Work instruction: When you transcribe the records that follow, reproduce each line exactly as given.

Supplied material section start

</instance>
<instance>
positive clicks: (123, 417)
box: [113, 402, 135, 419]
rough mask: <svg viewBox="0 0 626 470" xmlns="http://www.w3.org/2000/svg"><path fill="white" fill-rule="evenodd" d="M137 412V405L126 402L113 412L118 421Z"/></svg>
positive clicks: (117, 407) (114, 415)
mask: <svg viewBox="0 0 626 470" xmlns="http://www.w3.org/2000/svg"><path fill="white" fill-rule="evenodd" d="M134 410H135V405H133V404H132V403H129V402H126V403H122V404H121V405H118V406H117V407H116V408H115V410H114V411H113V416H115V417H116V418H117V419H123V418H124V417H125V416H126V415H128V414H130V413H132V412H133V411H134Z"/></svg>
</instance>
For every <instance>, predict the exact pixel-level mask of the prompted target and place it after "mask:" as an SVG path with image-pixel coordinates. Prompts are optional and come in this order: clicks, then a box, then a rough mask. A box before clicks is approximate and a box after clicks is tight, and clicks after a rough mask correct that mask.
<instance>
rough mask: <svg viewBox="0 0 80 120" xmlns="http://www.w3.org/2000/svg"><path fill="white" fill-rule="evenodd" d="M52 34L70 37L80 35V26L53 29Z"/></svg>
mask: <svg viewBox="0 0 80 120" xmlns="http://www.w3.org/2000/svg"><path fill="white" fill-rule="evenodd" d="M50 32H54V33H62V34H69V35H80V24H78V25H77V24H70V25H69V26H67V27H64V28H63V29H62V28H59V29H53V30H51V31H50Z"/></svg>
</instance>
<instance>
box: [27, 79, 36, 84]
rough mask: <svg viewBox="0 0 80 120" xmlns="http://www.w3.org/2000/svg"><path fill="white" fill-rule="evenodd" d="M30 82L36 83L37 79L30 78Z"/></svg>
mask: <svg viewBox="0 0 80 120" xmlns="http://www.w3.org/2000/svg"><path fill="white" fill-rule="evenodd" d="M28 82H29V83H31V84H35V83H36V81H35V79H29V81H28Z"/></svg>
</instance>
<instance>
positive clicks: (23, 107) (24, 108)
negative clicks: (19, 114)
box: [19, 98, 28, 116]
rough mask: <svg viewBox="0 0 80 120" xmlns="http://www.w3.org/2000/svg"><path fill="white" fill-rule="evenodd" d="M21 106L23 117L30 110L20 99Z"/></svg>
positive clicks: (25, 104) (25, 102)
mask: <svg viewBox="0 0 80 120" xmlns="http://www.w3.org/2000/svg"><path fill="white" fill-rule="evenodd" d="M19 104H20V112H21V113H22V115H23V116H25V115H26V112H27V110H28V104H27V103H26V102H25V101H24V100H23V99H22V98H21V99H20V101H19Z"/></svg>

Supplied material section end

Task answer:
</instance>
<instance>
positive clicks: (123, 417)
box: [113, 402, 135, 419]
rough mask: <svg viewBox="0 0 626 470" xmlns="http://www.w3.org/2000/svg"><path fill="white" fill-rule="evenodd" d="M137 412V405L126 402L113 412L118 421Z"/></svg>
positive clicks: (117, 407) (114, 415)
mask: <svg viewBox="0 0 626 470" xmlns="http://www.w3.org/2000/svg"><path fill="white" fill-rule="evenodd" d="M134 410H135V405H133V404H132V403H129V402H126V403H122V404H121V405H118V406H117V407H116V408H115V410H114V411H113V416H115V417H116V418H117V419H123V418H124V417H125V416H126V415H128V414H130V413H132V412H133V411H134Z"/></svg>
</instance>
For every <instance>, predict the exact pixel-level mask of the prompted target and place it after "mask:" as an SVG path with image-pixel coordinates. Prompts are optional and come in this order: clicks, then a box, then a rough mask. A box before clicks is approximate and a box after clicks is tight, and clicks after a rough mask correct that mask.
<instance>
rough mask: <svg viewBox="0 0 80 120" xmlns="http://www.w3.org/2000/svg"><path fill="white" fill-rule="evenodd" d="M52 34L70 37L80 35V26L53 29Z"/></svg>
mask: <svg viewBox="0 0 80 120" xmlns="http://www.w3.org/2000/svg"><path fill="white" fill-rule="evenodd" d="M50 32H54V33H62V34H69V35H80V24H78V25H77V24H70V25H69V26H67V27H64V28H63V29H62V28H59V29H53V30H51V31H50Z"/></svg>
</instance>
<instance>
box: [27, 79, 36, 84]
rough mask: <svg viewBox="0 0 80 120" xmlns="http://www.w3.org/2000/svg"><path fill="white" fill-rule="evenodd" d="M30 82L36 83L37 79L30 78Z"/></svg>
mask: <svg viewBox="0 0 80 120" xmlns="http://www.w3.org/2000/svg"><path fill="white" fill-rule="evenodd" d="M28 82H29V83H31V84H35V83H36V81H35V79H29V81H28Z"/></svg>
</instance>
<instance>
positive clicks: (23, 107) (24, 108)
negative clicks: (19, 114)
box: [19, 98, 28, 116]
rough mask: <svg viewBox="0 0 80 120" xmlns="http://www.w3.org/2000/svg"><path fill="white" fill-rule="evenodd" d="M21 106L23 117L30 110L20 99Z"/></svg>
positive clicks: (25, 104) (25, 102)
mask: <svg viewBox="0 0 80 120" xmlns="http://www.w3.org/2000/svg"><path fill="white" fill-rule="evenodd" d="M19 104H20V112H21V113H22V115H23V116H25V115H26V112H27V110H28V104H27V103H26V102H25V101H24V100H23V99H22V98H21V99H20V101H19Z"/></svg>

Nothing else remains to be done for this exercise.